What is being asked:
Count the lines in the items below that contain the word "light", with case counting, and give only that number.

Provided data:

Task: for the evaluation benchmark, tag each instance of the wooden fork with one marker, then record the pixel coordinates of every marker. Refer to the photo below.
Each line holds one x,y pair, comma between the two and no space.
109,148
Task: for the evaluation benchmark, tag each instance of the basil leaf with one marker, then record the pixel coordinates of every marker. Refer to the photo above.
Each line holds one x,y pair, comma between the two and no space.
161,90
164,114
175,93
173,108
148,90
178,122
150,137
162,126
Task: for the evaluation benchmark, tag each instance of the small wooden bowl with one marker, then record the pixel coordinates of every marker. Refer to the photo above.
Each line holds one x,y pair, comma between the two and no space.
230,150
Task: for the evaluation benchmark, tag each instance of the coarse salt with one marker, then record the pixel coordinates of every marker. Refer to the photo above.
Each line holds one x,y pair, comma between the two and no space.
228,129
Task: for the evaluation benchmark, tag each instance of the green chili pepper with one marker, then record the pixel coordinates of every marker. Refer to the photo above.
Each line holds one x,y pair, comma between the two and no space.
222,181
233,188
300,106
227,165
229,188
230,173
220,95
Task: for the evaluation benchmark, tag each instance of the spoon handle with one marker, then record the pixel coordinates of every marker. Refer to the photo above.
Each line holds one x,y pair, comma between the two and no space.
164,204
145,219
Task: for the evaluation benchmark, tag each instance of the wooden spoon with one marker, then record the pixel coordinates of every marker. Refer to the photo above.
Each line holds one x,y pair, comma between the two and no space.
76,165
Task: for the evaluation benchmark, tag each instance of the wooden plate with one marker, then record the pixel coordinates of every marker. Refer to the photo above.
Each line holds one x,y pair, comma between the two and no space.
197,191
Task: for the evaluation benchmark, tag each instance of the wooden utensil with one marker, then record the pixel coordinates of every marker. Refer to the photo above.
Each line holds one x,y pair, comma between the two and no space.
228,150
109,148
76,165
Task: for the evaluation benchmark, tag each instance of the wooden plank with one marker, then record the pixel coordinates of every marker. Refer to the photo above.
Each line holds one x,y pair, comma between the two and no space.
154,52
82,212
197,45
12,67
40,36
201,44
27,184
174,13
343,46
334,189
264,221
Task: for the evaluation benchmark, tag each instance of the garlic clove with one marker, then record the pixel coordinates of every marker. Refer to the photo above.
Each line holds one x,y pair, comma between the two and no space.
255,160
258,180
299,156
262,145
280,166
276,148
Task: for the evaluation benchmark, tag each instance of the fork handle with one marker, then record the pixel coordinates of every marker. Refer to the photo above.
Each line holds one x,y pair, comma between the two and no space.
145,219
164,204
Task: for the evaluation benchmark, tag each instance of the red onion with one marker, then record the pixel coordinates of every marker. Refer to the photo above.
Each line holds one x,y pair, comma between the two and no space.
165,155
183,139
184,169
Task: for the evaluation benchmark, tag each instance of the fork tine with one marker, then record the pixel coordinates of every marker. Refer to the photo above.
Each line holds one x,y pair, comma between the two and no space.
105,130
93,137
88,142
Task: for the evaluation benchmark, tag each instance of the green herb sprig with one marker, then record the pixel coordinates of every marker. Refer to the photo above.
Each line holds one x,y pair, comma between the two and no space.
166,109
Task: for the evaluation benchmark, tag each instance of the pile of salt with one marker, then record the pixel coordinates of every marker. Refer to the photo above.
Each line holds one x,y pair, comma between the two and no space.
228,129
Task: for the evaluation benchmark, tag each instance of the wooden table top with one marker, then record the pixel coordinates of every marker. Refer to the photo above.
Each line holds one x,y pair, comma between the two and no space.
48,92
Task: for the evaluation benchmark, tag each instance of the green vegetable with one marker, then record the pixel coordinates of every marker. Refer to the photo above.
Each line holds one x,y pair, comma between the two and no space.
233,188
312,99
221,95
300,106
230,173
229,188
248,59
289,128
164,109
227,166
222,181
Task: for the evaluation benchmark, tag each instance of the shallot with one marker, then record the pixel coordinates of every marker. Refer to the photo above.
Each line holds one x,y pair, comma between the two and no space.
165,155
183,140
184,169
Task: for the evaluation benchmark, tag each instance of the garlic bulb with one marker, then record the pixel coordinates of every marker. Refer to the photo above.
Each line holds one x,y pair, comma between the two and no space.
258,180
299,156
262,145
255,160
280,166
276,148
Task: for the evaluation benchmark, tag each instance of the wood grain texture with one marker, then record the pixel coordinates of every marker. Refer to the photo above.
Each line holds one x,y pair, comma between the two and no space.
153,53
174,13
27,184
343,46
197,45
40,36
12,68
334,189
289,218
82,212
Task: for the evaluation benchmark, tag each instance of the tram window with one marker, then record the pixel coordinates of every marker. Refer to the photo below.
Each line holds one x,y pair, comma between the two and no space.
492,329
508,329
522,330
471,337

* * *

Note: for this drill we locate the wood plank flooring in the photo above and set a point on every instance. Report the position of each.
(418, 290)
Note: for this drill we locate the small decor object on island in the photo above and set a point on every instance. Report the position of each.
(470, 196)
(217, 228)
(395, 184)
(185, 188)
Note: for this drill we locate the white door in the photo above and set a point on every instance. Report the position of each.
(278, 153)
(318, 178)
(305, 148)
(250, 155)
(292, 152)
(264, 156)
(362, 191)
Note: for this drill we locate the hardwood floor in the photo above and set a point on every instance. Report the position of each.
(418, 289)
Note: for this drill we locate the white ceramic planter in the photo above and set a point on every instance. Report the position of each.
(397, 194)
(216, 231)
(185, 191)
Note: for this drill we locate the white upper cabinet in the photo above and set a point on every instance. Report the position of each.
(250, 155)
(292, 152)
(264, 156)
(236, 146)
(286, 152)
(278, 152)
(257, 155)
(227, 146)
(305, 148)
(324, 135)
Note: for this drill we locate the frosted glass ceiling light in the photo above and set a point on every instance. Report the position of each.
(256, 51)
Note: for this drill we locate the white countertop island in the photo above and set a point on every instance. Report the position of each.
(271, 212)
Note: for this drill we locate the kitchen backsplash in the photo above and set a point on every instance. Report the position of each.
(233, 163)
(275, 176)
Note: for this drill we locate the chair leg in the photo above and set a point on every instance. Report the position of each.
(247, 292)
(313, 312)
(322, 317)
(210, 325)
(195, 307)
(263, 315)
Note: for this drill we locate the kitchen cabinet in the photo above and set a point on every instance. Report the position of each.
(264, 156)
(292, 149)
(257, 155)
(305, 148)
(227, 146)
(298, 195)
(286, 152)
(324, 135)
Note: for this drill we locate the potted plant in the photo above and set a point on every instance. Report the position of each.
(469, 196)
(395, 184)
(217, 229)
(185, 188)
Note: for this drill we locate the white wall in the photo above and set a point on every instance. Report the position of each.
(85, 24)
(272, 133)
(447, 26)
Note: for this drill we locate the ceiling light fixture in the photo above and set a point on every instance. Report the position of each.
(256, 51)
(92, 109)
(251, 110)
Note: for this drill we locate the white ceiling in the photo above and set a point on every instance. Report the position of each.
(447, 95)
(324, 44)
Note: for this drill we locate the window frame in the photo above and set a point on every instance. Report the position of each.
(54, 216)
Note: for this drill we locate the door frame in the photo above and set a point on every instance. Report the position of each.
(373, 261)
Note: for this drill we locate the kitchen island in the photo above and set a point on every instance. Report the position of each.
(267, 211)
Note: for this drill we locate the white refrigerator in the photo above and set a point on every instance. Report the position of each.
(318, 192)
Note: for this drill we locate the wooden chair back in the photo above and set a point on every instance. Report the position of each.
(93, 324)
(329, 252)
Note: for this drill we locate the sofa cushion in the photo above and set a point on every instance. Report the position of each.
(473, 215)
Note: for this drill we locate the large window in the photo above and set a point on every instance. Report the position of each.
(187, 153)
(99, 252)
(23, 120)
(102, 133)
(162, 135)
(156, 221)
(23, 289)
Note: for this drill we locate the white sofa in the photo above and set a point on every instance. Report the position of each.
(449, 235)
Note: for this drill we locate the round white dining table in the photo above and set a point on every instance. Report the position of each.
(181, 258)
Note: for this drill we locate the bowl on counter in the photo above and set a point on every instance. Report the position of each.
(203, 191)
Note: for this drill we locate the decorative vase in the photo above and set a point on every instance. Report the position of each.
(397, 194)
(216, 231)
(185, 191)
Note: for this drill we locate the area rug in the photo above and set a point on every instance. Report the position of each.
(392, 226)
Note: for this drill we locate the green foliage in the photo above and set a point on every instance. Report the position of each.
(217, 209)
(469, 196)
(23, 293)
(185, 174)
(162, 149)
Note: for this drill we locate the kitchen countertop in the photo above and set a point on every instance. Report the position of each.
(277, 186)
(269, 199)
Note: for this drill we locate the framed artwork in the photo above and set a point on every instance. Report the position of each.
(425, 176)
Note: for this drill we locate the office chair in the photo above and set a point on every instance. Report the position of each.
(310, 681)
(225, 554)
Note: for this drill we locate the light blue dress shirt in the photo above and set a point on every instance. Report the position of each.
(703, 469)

Response to this task:
3